• **THE PROBLEM**
The answer must be every line below that contains the string "front".
── TASK DATA ──
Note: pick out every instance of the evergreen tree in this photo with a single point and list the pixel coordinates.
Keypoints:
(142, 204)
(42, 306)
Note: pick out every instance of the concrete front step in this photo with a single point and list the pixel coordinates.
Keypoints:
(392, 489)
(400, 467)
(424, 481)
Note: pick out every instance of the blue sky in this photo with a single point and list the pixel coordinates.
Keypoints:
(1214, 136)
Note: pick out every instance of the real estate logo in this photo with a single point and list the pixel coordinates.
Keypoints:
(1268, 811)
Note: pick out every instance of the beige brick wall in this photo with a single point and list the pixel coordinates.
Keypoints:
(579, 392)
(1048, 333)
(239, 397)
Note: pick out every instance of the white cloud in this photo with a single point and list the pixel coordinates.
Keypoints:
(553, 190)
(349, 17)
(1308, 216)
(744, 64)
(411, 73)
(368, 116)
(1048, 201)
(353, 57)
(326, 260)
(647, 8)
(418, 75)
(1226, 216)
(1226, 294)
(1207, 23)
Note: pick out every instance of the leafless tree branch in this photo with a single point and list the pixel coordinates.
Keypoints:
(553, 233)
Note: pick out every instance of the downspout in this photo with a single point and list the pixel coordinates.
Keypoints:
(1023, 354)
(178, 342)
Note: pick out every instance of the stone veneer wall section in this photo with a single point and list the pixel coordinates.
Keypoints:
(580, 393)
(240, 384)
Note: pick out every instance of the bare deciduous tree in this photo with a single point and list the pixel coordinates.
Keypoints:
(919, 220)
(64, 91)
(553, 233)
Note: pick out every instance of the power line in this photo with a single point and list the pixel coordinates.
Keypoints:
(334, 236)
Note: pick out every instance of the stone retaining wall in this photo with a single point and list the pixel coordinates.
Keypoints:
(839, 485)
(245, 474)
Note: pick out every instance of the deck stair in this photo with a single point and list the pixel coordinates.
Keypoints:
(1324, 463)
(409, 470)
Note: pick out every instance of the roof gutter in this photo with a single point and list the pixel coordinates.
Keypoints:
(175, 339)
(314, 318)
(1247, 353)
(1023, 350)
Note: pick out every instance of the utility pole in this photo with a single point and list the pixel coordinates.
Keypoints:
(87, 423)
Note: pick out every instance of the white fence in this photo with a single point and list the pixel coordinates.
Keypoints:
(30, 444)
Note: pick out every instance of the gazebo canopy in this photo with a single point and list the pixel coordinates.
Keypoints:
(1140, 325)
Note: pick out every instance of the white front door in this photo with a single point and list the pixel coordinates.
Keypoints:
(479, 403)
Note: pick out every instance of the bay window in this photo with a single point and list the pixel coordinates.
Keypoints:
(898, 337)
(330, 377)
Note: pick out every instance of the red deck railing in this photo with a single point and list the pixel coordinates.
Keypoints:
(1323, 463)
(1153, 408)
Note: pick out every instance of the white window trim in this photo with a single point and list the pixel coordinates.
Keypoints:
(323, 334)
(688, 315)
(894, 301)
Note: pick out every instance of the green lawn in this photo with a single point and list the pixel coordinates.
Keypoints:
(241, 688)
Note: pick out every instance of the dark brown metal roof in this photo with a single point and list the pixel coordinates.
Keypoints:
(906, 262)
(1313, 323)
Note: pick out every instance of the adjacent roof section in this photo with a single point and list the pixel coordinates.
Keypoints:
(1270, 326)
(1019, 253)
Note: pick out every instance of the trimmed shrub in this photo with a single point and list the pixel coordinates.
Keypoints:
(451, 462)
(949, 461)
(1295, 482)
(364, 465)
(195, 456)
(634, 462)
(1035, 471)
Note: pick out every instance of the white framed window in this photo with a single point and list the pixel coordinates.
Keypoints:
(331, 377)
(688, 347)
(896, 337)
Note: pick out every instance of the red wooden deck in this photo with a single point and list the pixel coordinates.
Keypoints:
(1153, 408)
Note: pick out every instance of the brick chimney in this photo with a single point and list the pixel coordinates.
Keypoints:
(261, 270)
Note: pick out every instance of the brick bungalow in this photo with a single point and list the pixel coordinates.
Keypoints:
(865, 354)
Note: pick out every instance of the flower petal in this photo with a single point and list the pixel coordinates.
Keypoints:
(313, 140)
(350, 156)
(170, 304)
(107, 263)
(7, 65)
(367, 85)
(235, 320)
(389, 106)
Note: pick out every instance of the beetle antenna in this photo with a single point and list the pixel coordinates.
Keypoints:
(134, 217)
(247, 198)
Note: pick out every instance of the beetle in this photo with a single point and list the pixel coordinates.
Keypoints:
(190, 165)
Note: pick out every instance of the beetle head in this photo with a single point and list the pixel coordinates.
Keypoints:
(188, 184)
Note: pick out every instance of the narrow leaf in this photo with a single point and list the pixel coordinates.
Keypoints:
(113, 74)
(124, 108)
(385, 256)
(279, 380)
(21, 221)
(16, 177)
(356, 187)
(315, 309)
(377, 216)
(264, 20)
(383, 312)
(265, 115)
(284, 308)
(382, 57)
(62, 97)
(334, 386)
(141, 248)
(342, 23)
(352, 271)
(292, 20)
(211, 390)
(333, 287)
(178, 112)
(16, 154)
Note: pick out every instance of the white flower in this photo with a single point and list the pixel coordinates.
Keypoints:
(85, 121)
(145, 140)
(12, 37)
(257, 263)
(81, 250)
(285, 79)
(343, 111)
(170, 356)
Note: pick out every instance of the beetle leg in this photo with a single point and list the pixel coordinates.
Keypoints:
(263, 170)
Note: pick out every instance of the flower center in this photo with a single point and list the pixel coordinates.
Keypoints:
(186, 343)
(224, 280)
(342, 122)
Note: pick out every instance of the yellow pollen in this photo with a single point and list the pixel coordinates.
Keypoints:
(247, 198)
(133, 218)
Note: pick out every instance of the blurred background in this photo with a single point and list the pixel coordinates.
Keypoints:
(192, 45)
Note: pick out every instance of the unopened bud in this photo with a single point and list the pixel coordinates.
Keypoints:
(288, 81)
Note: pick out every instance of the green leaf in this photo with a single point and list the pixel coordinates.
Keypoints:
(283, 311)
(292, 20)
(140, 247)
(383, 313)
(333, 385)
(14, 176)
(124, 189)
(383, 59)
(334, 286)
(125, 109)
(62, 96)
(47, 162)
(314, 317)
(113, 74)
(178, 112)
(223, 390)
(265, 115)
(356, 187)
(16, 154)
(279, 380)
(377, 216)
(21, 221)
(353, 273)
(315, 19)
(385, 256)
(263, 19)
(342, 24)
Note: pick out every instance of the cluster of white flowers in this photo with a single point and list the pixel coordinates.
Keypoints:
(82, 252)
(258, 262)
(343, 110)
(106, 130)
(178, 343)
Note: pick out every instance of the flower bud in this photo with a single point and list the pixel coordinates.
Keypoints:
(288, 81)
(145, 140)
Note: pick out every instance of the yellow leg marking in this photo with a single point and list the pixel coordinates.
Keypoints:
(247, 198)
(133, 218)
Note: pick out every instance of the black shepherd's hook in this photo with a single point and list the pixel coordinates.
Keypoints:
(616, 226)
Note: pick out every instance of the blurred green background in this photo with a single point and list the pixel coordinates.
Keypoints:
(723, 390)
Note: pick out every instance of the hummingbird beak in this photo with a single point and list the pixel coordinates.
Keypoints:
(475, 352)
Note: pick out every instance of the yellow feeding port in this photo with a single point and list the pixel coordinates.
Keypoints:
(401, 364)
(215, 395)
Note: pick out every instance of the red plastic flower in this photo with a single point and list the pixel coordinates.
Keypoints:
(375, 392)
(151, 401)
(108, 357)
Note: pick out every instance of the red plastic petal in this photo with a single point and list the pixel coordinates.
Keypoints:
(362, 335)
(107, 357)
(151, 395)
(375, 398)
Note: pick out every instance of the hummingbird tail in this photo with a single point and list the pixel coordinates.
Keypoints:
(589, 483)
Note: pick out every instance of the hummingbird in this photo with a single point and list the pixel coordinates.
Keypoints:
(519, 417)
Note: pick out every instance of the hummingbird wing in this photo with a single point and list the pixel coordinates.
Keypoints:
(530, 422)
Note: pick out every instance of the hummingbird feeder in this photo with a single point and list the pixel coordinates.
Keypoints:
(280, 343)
───
• **WRITTEN SOLUTION**
Note: pick out every instance of the concrete front step in this photo with a single point and list the pixel coordinates.
Note: pick out every instance of the white front door in this photo with a single point and list the pixel coordinates.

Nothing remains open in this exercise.